-- DATA RECORDS follows --

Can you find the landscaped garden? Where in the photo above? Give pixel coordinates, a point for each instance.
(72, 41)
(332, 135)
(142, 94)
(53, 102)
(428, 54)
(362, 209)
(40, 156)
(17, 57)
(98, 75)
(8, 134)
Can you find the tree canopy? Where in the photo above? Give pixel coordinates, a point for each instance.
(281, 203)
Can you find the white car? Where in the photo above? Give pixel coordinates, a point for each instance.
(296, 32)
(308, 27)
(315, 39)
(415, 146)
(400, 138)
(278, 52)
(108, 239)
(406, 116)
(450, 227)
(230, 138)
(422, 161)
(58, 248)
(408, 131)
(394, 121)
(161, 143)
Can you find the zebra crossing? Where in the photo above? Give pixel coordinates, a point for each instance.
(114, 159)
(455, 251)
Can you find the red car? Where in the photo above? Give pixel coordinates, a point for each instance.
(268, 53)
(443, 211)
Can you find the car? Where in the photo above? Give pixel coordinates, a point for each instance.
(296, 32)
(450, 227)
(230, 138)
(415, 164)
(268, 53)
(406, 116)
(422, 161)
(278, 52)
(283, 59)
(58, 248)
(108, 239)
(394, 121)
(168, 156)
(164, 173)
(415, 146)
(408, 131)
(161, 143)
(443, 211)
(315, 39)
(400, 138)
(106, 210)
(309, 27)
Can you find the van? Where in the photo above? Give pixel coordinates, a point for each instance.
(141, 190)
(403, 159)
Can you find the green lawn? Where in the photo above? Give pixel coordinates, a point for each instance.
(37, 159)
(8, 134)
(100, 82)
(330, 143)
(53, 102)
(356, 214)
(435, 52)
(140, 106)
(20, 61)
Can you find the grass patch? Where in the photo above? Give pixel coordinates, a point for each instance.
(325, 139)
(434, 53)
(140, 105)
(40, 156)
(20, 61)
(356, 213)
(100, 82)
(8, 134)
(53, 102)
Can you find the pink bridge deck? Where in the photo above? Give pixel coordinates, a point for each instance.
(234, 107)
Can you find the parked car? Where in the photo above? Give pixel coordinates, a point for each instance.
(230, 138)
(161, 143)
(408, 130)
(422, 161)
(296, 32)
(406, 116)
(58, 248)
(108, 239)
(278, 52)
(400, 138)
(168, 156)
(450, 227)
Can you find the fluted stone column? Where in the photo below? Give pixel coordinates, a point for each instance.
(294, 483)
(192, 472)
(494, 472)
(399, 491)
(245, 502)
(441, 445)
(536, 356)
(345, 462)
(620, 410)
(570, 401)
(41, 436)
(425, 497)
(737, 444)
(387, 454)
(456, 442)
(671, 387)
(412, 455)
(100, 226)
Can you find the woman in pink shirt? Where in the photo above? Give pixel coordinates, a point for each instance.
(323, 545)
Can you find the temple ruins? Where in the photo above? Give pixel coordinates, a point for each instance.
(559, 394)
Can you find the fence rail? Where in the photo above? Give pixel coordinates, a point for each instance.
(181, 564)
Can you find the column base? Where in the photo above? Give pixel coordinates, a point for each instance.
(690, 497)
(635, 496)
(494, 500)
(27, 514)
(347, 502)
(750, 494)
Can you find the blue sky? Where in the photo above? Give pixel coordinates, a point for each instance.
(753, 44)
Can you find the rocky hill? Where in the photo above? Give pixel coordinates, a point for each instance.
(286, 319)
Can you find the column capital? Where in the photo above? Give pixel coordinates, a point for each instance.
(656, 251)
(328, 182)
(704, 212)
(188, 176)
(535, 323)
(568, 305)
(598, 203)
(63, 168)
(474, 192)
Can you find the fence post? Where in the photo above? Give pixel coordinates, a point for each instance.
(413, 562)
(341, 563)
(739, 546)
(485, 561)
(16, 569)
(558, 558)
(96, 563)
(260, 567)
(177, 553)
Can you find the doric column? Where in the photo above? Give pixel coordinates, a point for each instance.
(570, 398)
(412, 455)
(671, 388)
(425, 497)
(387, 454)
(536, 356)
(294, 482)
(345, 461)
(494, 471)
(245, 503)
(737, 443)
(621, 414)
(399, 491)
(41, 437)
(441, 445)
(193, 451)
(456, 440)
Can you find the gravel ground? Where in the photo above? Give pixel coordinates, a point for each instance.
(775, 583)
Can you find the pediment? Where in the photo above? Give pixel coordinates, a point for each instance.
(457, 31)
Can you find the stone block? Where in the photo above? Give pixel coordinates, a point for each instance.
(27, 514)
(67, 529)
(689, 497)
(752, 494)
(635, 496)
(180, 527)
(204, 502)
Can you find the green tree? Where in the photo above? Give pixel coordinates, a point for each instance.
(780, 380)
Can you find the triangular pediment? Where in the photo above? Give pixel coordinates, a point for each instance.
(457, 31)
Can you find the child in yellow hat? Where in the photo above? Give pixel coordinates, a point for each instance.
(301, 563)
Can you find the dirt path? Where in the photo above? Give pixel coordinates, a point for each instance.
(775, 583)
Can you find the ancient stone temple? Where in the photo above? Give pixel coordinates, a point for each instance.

-- DATA RECORDS concluded --

## TASK TO CARRY OUT
Each of the records above is to be copied exactly.

## SOLUTION
Can you find the landscaped garden? Where in the photo above? Give pixel coordinates, a point for each instance.
(72, 41)
(332, 135)
(142, 94)
(53, 102)
(428, 54)
(362, 209)
(40, 156)
(17, 57)
(98, 75)
(8, 134)
Can you find the tree canopy? Where in the photo above? Give pixel coordinates, a point for each instance.
(281, 203)
Can you find the white car? Where in the photo above? Give pixel coordinates, a point for each instance.
(296, 32)
(308, 27)
(315, 39)
(415, 146)
(400, 138)
(278, 52)
(108, 239)
(406, 116)
(450, 227)
(230, 138)
(422, 161)
(58, 248)
(408, 131)
(394, 121)
(161, 143)
Can you find the zebra crossing? Where in the photo above? Give pixel coordinates, a point for each instance.
(114, 159)
(455, 251)
Can you find the red car? Where in the photo above? Give pixel coordinates, a point for each instance.
(268, 53)
(443, 211)
Can you find the car? Where in the photo above? Give pixel coordinates, a point for each instance.
(296, 32)
(450, 227)
(230, 138)
(415, 164)
(268, 53)
(406, 116)
(422, 161)
(278, 52)
(283, 59)
(58, 248)
(108, 239)
(394, 121)
(168, 156)
(164, 173)
(415, 146)
(408, 131)
(161, 143)
(443, 211)
(315, 39)
(400, 138)
(106, 210)
(309, 27)
Can you find the van? Where in the photo above? Give pixel coordinates, a point for each instance.
(141, 190)
(403, 159)
Can you find the green lawn? Where in the photo above? Give pixel coordinates, a point for each instance.
(37, 159)
(8, 134)
(100, 82)
(330, 143)
(53, 102)
(356, 214)
(435, 52)
(140, 106)
(20, 61)
Can you find the grass patch? Where in the photo above? Give pixel coordinates, a point for each instance.
(325, 139)
(434, 53)
(140, 105)
(40, 156)
(20, 61)
(356, 213)
(100, 82)
(8, 134)
(53, 102)
Can you find the pink bridge deck? Where in the photo above? Give pixel coordinates, a point for each instance.
(234, 107)
Can you find the parked car? Where in the photo above? Give pixel coordinates, a point for each instance.
(230, 138)
(161, 143)
(408, 130)
(422, 161)
(296, 32)
(406, 116)
(58, 248)
(108, 239)
(278, 52)
(400, 138)
(168, 156)
(450, 227)
Can you find the fluted stone column? Where in the photo below? Give pixel coordinates, a point for each instance.
(294, 483)
(192, 472)
(494, 472)
(399, 491)
(245, 502)
(441, 445)
(536, 356)
(345, 462)
(620, 410)
(570, 401)
(41, 436)
(425, 497)
(737, 444)
(387, 454)
(456, 442)
(671, 387)
(412, 455)
(100, 226)
Can you find the woman in pink shirt? Where in the photo above? Give pixel coordinates, a point for each instance.
(323, 545)
Can you find the temple ruins? Where in the photo above? Give pixel coordinates, a point for each instance.
(559, 394)
Can you find the fence rail? Where in the photo above? Give pixel coordinates, a point for each instance.
(181, 564)
Can you find the column base? Where in the photo above? Give pixel coordinates, a point for each instance.
(690, 497)
(635, 496)
(494, 500)
(27, 514)
(347, 502)
(750, 494)
Can you find the blue sky? Where in the photo above? Give pixel coordinates, a point for each instance.
(753, 44)
Can you find the rocky hill? Where in the photo above? Give pixel coordinates, a point for each instance.
(286, 319)
Can you find the column capital? Where in the photo above? Give pixel coordinates, a point for each instance.
(656, 251)
(328, 182)
(704, 212)
(188, 176)
(535, 323)
(568, 305)
(598, 203)
(63, 168)
(474, 192)
Can you find the fence post? Where in the photo above? Give pixel coordinates, a point for each instance.
(413, 562)
(341, 563)
(739, 546)
(485, 561)
(16, 569)
(558, 558)
(96, 563)
(260, 567)
(177, 553)
Can you find the doric column? Where in the photo above? Give pixel coordinates, a point for each instance.
(570, 398)
(412, 455)
(671, 388)
(425, 497)
(387, 454)
(536, 356)
(294, 482)
(345, 461)
(494, 471)
(245, 503)
(737, 443)
(621, 414)
(399, 491)
(41, 437)
(441, 445)
(193, 451)
(456, 440)
Can you find the gravel ground? Where in the photo above? Give pixel coordinates, a point for each instance.
(775, 583)
Can you find the pediment? Where in the photo above? Give pixel coordinates, a point for each instance.
(457, 31)
Can you find the stone block? Where in the photo above? Give pixel coordinates, a point for each instance.
(27, 514)
(67, 529)
(689, 497)
(752, 494)
(635, 496)
(180, 527)
(204, 502)
Can you find the green tree? Where in the photo above? Give pixel coordinates, a point for each instance.
(780, 380)
Can you find the triangular pediment? Where in the photo above? Give pixel coordinates, a point for each instance.
(457, 31)
Can you find the child in yellow hat? Where in the photo above? Give pixel coordinates, a point for each instance.
(301, 563)
Can you find the dirt path? Where in the photo above? Give pixel coordinates, a point for each instance.
(775, 583)
Can you find the ancient stone temple? Where in the photo above? Give pixel coordinates, a point for each instance.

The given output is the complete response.